**Directions**
Reproduce the listing below without changes, except that pictures are left out.

**Material provided**

....................

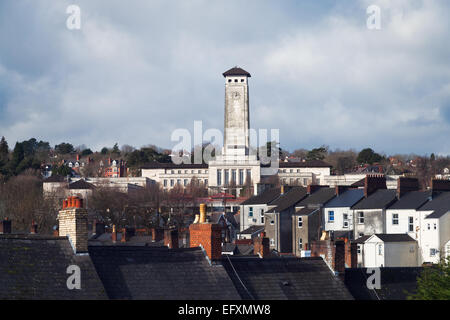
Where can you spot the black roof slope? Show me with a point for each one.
(159, 273)
(284, 278)
(320, 197)
(288, 199)
(264, 198)
(236, 71)
(396, 283)
(81, 185)
(380, 199)
(35, 267)
(440, 206)
(394, 237)
(412, 200)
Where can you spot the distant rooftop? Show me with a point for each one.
(236, 71)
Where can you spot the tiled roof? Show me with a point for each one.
(320, 197)
(284, 278)
(346, 199)
(160, 273)
(35, 267)
(412, 200)
(81, 185)
(288, 199)
(380, 199)
(236, 71)
(264, 198)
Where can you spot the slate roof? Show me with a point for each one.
(264, 198)
(305, 164)
(346, 199)
(394, 237)
(171, 165)
(160, 273)
(396, 283)
(55, 178)
(284, 278)
(236, 71)
(81, 185)
(412, 200)
(380, 199)
(305, 211)
(359, 183)
(288, 199)
(440, 205)
(320, 197)
(252, 230)
(35, 267)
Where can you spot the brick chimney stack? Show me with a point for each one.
(405, 185)
(311, 188)
(73, 223)
(261, 245)
(33, 229)
(5, 226)
(208, 235)
(374, 182)
(157, 234)
(171, 238)
(438, 185)
(341, 189)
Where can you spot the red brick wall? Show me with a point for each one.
(209, 236)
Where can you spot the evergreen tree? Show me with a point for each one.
(4, 150)
(434, 283)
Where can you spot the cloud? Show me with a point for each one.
(137, 71)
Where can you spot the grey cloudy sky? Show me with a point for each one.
(137, 70)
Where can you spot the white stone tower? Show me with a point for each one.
(237, 122)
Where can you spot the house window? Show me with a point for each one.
(361, 217)
(219, 177)
(241, 177)
(411, 224)
(227, 176)
(300, 222)
(330, 216)
(395, 218)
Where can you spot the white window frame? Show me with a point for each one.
(300, 222)
(395, 219)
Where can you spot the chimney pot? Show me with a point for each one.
(5, 226)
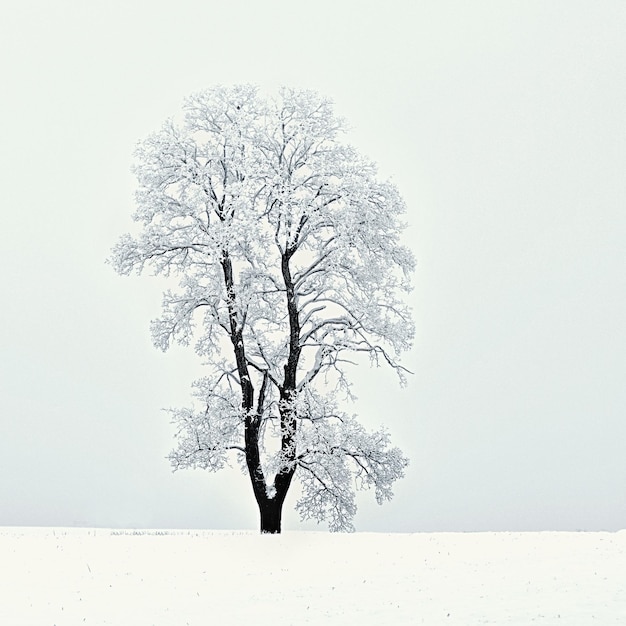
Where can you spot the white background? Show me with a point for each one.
(502, 123)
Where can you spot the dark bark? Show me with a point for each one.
(270, 509)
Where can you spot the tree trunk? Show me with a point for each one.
(271, 512)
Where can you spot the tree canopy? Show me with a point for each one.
(287, 251)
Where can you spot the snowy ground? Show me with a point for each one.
(58, 577)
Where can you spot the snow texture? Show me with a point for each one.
(62, 577)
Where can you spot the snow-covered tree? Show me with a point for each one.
(287, 251)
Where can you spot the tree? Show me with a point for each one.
(288, 257)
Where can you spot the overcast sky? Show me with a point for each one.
(504, 126)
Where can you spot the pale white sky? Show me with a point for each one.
(503, 125)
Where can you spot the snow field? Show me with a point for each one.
(62, 577)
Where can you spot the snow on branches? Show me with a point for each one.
(288, 255)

....................

**The solution**
Where can you spot the black roof slope? Show me with a point for each one.
(159, 273)
(284, 278)
(320, 197)
(288, 199)
(264, 198)
(236, 71)
(396, 283)
(81, 185)
(380, 199)
(35, 267)
(440, 206)
(394, 237)
(412, 200)
Where can you spot the distant rooftop? Show me with a point for each one.
(236, 71)
Where can you spot the tiled roof? Show me with a point for each one.
(320, 197)
(284, 278)
(346, 199)
(160, 273)
(35, 267)
(412, 200)
(81, 185)
(288, 199)
(380, 199)
(236, 71)
(264, 198)
Where can you spot the slate roof? Show me with a point for each one.
(264, 198)
(305, 164)
(346, 199)
(394, 237)
(171, 165)
(160, 273)
(396, 283)
(55, 178)
(284, 278)
(236, 71)
(81, 185)
(412, 200)
(380, 199)
(305, 211)
(359, 183)
(288, 199)
(440, 205)
(320, 197)
(252, 230)
(35, 267)
Where can you spot the brick chimney stack? Show me with a point for each one.
(405, 185)
(311, 188)
(73, 223)
(261, 245)
(33, 229)
(5, 226)
(208, 235)
(374, 182)
(157, 234)
(171, 238)
(438, 185)
(341, 189)
Where can you spot the red brick wall? Show me with a point for each one.
(209, 236)
Where can you spot the evergreen tree? Show me with a point for each one.
(4, 150)
(434, 283)
Where can you spot the cloud? Show me with a point for each one.
(137, 71)
Where can you spot the grey cloudy sky? Show me with a point for each one.
(137, 70)
Where can you spot the white stone tower? Show me with a point for each one.
(237, 122)
Where can you spot the house window? Show me with a point for each one.
(361, 217)
(219, 177)
(241, 177)
(411, 224)
(227, 176)
(300, 222)
(330, 216)
(395, 218)
Where can you spot the white window frame? Show me with a point for each one.
(300, 222)
(395, 219)
Where can you spot the chimney pot? Show me with a point for each one.
(5, 226)
Where can you spot the white background? Show me with a point for each one.
(502, 123)
Where can you spot the dark bark? Show me with a point for each one.
(270, 509)
Where can you spot the tree trunk? Show me with a point for each one.
(271, 512)
Where can you spot the tree canopy? Show me with a point for each one.
(287, 251)
Where can you spot the snowy ground? Show me with a point for each one.
(58, 577)
Where can you spot the snow texture? Show me with a point for each one.
(62, 577)
Where can you spot the snow-covered tree? Show me with a point for each one.
(287, 251)
Where can you spot the tree? Show me with a point for each one.
(288, 257)
Where can you spot the overcast sky? Show me with a point for each one.
(504, 126)
Where can you spot the pale white sky? Show me with a point for each one.
(503, 125)
Where can you spot the snow field? Show me with a point for each one.
(62, 577)
Where can you spot the snow on branches? Show me with a point for each one.
(288, 255)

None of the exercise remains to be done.